Abstract

Accurate and automatic colon segmentation from CT images is a crucial step of many clinical applications in CT colonography, including computer-aided detection (CAD) of colon polyps, 3-D virtual flythrough of the colon, and prone/supine registration. However, the existence of adjacent air-filled organs such as the lung, stomach, and small intestine, and the collapse of the colon due to poor insufflation, render accurate segmentation of the colon a difficult problem. Extra-colonic components can be categorized into two types based on their 3-D connection to the colon: detached and attached extracolonic components (DEC and AEC, respectively). In this paper, we propose graph inference methods to remove extracolonic components to achieve a high quality segmentation. We first decompose each 3-D air-filled object into a set of 3-D regions. A classifier trained with region-level features can be used to identify the colon regions from noncolon regions. After removing obvious DEC, we remove the remaining DEC by modeling the global anatomic structure with an a priori topological constraint and solving a graph inference problem using semantic information provided by a multiclass classifier. Finally, we remove AEC by modeling regions within each 3-D object with a hierarchical conditional random field, solved by graph cut. Experimental results demonstrate that our method outperforms a purely discriminative learning method in detecting true colon regions, while decreasing extra-colonic components in challenging clinical data that includes collapsed cases.

========

> **What to do**:
Answer these questions from the abstract.
(a) Which adjacent air-filled organs does it name as complicating colon segmentation?
(b) What does the abbreviation AEC stand for?
(c) By what method is the hierarchical conditional random field solved?
None of the data that come next is needed.

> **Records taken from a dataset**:
========

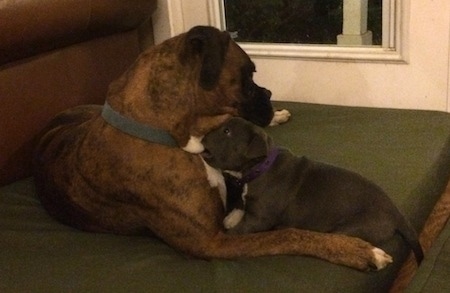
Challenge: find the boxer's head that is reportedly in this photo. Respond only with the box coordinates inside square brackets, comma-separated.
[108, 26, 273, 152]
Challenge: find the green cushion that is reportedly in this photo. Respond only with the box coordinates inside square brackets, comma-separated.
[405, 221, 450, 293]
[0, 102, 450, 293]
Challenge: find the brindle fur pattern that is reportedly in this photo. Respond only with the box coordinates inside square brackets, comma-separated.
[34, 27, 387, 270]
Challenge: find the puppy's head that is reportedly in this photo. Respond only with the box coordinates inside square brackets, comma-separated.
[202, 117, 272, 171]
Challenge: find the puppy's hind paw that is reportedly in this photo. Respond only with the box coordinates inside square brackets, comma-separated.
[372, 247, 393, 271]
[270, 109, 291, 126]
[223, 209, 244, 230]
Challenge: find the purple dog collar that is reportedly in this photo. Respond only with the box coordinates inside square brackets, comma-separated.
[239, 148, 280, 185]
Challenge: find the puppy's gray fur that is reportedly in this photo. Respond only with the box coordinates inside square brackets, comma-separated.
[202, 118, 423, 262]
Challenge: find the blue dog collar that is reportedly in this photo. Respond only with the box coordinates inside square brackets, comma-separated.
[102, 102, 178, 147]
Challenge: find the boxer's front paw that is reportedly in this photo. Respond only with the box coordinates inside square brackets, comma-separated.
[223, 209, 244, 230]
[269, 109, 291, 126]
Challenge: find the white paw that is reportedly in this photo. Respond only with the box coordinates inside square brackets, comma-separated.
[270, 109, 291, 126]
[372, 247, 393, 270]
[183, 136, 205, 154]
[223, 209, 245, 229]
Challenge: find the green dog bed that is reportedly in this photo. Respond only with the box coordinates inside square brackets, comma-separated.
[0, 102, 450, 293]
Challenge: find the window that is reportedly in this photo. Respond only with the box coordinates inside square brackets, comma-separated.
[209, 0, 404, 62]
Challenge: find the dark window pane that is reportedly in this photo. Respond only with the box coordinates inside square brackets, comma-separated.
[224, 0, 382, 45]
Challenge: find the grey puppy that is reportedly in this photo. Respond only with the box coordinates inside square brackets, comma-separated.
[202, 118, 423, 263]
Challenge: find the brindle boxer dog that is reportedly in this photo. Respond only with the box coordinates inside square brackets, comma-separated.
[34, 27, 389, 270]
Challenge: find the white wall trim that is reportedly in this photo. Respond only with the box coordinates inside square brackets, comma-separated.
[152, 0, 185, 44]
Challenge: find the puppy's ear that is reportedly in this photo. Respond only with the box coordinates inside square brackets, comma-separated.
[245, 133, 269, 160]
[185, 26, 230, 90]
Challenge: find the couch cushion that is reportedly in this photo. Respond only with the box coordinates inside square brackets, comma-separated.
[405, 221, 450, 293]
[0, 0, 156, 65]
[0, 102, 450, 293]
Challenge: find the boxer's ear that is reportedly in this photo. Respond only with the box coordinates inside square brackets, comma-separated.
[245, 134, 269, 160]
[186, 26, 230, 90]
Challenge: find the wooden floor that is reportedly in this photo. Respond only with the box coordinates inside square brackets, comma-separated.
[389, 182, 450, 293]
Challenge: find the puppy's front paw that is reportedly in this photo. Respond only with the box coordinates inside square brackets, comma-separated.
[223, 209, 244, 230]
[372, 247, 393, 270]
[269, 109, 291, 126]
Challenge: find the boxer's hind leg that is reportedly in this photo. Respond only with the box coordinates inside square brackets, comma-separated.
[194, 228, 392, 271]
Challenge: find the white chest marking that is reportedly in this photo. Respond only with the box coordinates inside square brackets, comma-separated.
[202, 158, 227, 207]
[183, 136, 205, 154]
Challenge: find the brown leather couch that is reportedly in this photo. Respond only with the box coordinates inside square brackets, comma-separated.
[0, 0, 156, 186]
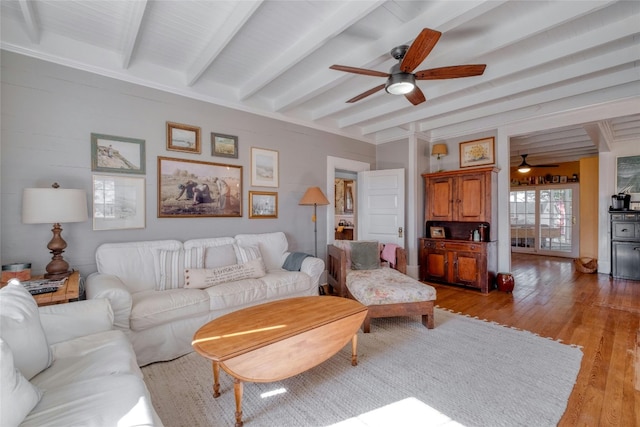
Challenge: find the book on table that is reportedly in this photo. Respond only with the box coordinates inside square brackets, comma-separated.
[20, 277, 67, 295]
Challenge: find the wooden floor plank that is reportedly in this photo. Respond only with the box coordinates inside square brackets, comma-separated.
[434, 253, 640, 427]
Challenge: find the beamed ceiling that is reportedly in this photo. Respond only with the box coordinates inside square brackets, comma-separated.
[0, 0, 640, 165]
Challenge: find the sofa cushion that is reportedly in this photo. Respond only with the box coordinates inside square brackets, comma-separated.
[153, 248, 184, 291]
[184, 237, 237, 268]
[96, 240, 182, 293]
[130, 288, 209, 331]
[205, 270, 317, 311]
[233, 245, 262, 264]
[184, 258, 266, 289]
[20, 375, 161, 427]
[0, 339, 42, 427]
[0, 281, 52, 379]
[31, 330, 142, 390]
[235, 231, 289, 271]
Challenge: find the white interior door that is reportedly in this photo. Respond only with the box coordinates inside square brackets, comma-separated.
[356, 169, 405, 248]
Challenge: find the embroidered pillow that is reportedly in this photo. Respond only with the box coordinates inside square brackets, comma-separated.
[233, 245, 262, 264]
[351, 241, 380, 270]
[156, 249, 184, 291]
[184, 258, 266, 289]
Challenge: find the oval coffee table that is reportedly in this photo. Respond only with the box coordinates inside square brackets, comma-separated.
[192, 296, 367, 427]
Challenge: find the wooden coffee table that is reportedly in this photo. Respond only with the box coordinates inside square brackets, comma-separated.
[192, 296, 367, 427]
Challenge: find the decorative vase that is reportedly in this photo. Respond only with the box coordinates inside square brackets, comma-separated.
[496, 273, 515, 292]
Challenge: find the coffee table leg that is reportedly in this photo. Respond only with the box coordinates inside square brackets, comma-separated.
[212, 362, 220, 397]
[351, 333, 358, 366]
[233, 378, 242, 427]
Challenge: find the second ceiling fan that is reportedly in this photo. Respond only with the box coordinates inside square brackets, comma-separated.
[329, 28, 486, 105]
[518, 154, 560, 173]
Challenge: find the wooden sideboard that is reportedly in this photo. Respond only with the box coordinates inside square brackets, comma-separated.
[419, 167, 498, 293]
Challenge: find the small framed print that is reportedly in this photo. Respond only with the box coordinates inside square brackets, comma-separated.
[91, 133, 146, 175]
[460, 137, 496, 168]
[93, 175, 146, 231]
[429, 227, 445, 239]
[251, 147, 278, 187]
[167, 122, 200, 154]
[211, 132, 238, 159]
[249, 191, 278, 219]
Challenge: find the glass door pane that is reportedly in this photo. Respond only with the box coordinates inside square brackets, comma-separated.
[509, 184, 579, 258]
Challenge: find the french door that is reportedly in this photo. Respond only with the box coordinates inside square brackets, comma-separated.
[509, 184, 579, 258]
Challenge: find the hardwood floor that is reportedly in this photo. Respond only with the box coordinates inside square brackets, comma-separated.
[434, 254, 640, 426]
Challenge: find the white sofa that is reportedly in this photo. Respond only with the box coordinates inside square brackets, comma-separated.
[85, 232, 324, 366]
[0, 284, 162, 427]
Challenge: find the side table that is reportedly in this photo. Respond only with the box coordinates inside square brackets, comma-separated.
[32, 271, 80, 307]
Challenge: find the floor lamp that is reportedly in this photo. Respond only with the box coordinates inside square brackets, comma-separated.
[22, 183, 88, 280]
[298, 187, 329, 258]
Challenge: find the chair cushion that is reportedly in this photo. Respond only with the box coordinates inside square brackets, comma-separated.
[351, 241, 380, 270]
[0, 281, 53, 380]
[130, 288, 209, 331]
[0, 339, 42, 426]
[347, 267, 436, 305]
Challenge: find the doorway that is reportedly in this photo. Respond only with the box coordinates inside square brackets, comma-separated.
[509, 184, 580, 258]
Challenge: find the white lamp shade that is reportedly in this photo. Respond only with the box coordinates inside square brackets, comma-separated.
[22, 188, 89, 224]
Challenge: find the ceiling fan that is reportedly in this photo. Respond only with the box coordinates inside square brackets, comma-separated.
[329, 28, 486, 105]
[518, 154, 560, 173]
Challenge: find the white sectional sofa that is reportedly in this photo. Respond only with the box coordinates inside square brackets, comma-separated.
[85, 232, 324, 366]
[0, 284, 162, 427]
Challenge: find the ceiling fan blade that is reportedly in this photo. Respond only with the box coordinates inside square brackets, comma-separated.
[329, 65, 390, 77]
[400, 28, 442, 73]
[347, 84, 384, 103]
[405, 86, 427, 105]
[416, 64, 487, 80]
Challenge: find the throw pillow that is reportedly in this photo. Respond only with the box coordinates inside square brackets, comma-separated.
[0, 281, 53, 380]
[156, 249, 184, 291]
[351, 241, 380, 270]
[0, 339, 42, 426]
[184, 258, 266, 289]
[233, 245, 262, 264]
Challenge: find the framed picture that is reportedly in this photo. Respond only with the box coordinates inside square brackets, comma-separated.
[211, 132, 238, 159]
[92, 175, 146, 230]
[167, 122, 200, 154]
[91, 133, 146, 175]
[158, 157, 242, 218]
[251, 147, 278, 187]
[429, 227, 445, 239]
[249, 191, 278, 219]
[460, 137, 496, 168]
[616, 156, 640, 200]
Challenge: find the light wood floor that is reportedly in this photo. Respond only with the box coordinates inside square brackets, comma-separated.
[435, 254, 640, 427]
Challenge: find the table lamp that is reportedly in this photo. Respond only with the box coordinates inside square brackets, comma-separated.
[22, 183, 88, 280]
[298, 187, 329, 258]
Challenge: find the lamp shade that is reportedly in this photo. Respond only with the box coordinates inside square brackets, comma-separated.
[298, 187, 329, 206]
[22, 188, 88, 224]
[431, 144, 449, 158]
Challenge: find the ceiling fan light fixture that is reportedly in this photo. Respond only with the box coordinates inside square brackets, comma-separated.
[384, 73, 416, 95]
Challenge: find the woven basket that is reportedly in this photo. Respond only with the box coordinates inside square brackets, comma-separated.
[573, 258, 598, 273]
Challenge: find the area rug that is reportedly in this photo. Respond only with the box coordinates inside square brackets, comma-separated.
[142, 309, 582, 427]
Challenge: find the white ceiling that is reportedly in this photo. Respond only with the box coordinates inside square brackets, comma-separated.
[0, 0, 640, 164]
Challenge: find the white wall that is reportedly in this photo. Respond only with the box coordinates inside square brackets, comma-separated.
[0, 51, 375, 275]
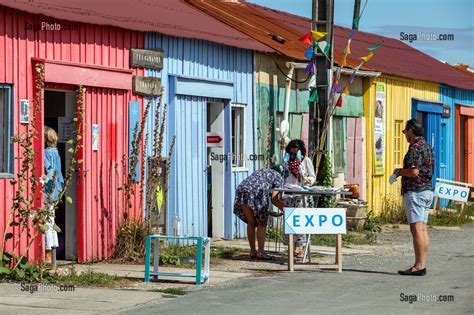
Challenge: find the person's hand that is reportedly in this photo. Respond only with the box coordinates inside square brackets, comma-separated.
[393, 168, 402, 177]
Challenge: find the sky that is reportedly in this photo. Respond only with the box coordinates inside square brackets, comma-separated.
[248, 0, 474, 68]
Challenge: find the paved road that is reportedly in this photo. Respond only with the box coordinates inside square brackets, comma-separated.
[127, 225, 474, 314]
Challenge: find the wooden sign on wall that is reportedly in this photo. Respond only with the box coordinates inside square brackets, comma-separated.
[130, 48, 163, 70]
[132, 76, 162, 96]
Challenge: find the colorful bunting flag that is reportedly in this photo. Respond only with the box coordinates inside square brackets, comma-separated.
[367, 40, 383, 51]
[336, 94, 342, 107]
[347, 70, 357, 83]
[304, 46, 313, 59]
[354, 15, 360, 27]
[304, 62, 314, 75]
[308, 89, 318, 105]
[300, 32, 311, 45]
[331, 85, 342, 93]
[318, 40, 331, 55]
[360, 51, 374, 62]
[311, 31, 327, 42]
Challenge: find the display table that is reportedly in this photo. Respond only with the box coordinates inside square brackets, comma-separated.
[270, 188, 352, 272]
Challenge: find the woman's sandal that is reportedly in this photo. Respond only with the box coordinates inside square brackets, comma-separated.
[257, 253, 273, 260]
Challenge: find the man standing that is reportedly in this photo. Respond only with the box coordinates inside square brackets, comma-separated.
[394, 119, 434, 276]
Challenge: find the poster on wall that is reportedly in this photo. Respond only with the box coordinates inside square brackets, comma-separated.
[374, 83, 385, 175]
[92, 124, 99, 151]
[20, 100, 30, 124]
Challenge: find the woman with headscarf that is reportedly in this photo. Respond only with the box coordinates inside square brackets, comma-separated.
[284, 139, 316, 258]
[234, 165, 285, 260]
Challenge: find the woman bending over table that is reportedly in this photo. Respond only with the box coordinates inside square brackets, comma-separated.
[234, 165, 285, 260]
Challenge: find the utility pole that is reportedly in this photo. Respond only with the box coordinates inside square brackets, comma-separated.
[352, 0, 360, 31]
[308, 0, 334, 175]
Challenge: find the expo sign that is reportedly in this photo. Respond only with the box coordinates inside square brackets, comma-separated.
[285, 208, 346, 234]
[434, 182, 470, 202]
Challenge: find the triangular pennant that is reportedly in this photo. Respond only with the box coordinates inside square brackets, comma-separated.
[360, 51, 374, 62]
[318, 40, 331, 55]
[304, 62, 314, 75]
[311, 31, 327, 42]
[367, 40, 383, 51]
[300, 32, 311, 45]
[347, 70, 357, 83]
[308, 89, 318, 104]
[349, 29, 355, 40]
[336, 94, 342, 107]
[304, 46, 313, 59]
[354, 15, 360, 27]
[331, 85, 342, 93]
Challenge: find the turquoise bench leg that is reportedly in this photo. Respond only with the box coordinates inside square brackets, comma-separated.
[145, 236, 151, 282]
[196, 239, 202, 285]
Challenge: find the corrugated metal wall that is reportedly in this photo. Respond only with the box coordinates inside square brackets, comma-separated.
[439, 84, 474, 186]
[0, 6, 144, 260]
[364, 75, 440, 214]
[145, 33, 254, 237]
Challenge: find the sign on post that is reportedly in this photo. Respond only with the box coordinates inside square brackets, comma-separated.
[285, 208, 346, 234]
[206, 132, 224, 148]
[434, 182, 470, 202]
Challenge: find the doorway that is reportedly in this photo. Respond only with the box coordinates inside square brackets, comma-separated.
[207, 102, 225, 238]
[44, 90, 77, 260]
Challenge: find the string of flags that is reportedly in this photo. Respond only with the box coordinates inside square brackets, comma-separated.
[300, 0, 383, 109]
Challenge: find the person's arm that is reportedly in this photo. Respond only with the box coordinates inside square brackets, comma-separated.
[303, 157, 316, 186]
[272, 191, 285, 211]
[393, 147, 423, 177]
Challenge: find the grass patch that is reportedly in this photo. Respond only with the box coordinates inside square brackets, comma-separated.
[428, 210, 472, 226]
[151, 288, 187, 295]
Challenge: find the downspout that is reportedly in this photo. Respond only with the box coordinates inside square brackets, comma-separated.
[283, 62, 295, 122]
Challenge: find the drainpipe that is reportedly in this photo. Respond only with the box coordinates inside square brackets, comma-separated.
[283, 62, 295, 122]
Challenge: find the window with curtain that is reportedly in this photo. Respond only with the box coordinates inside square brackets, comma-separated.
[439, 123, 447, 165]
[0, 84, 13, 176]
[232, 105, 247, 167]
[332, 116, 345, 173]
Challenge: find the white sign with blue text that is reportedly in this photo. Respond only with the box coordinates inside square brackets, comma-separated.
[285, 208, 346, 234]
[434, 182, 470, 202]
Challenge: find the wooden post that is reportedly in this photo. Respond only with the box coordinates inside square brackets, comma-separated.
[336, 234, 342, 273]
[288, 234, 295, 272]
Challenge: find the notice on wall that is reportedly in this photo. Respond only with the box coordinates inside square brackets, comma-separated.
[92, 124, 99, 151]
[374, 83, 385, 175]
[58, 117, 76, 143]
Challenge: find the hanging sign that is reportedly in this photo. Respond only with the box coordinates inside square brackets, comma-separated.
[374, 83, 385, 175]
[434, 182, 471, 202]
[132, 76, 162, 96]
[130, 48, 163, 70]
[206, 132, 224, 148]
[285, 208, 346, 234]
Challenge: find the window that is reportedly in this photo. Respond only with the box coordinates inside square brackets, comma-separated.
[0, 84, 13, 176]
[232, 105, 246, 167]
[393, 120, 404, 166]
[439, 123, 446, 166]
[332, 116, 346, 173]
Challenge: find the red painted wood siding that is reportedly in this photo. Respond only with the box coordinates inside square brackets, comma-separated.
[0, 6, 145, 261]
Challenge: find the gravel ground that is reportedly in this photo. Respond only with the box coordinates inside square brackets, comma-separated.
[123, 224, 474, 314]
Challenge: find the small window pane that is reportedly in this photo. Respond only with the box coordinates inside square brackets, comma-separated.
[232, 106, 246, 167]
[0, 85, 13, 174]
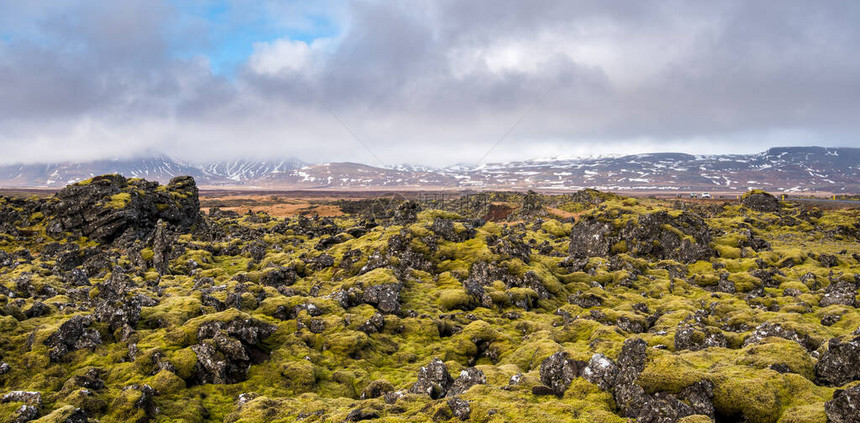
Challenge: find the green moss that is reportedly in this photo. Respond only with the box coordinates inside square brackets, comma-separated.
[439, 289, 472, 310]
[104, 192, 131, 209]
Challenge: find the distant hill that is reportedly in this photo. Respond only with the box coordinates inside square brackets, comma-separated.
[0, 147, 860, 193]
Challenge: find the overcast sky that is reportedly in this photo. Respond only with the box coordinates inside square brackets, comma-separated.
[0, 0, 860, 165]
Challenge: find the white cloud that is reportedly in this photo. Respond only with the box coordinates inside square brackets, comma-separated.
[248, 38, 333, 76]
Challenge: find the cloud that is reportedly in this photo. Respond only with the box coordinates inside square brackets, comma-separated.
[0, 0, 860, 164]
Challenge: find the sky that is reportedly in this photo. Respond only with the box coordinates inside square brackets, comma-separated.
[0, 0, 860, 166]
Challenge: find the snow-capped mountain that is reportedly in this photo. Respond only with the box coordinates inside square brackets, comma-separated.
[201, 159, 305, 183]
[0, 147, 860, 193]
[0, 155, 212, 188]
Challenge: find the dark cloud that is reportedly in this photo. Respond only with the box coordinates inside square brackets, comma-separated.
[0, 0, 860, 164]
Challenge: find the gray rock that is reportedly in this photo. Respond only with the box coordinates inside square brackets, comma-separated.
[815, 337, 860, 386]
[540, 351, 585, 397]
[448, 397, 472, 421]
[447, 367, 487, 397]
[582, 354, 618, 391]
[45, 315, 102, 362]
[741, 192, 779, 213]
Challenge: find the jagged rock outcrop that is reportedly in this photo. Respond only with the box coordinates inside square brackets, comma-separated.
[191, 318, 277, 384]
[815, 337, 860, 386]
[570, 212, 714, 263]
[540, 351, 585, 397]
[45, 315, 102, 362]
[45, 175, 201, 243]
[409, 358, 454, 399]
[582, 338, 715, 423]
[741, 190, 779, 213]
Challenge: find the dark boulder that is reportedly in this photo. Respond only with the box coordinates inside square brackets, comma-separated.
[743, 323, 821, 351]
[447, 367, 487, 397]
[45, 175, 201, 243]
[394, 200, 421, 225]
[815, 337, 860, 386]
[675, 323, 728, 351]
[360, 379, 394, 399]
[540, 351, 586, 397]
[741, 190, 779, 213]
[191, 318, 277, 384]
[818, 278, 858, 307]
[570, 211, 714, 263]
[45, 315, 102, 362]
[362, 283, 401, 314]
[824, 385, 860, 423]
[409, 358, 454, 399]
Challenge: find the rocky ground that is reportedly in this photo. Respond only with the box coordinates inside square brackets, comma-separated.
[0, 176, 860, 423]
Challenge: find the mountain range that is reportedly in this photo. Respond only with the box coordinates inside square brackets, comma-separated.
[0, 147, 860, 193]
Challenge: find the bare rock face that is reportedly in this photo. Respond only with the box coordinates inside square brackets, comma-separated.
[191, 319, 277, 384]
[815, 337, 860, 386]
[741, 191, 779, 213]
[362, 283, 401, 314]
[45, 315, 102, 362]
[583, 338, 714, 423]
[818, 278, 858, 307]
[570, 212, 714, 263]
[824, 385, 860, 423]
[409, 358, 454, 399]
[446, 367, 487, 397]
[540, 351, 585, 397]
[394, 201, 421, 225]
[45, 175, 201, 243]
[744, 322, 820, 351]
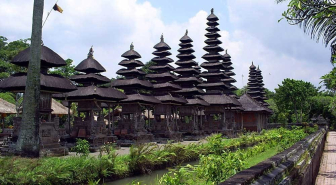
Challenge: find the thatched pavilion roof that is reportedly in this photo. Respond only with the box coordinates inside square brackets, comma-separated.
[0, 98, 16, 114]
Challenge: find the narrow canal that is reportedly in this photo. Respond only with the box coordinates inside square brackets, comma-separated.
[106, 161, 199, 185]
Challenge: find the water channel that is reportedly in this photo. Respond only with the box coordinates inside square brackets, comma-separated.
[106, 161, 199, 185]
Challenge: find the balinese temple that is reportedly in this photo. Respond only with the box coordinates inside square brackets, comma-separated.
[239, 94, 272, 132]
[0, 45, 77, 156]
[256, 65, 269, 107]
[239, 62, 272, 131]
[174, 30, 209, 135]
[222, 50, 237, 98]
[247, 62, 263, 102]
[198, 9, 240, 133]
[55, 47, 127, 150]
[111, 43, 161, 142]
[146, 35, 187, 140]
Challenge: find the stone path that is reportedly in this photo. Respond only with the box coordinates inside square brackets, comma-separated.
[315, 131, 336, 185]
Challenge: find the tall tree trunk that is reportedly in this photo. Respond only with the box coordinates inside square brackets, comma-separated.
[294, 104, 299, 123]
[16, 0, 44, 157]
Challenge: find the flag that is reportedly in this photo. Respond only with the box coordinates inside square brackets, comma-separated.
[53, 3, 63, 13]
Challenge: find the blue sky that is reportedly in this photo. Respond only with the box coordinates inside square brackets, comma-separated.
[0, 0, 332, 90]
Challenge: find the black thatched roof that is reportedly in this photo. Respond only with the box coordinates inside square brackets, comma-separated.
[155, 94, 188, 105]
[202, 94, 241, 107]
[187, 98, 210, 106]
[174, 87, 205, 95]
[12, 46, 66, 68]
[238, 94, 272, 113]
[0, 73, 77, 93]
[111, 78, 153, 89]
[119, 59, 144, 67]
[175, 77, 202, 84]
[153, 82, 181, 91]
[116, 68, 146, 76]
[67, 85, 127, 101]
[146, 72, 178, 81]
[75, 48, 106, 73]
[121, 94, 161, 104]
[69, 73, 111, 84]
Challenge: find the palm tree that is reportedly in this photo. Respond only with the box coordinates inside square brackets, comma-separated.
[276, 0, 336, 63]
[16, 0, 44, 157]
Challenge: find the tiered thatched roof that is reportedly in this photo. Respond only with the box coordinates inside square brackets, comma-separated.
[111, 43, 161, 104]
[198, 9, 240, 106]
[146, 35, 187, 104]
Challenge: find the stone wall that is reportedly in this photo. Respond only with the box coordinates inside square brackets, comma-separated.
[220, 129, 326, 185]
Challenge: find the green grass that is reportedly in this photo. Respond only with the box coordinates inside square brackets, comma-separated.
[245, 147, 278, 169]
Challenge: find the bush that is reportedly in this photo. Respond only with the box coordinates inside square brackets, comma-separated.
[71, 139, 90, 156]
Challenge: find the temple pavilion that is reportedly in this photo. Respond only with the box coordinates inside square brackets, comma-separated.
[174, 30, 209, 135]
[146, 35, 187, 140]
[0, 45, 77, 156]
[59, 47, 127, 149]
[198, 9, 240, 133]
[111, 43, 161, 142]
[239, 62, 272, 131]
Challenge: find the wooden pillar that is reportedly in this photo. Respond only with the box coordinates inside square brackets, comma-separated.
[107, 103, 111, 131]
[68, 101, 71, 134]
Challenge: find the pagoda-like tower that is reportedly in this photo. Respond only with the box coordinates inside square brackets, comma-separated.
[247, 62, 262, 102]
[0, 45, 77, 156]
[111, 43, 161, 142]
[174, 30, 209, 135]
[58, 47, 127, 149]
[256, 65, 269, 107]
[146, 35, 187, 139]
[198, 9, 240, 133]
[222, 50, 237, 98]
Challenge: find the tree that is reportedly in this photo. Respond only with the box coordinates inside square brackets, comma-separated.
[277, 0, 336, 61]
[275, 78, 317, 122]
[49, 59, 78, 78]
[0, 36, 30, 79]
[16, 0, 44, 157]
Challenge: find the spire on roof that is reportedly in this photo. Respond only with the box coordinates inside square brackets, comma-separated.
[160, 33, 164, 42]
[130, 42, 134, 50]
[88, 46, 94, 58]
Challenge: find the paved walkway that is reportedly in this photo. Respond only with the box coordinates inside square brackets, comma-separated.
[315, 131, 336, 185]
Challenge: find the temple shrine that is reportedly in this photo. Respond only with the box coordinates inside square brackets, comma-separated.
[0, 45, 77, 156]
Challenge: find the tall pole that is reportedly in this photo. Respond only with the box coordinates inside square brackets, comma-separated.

========

> **Answer area**:
(a) The lung, stomach, and small intestine.
(b) Attached extracolonic components.
(c) Graph cut.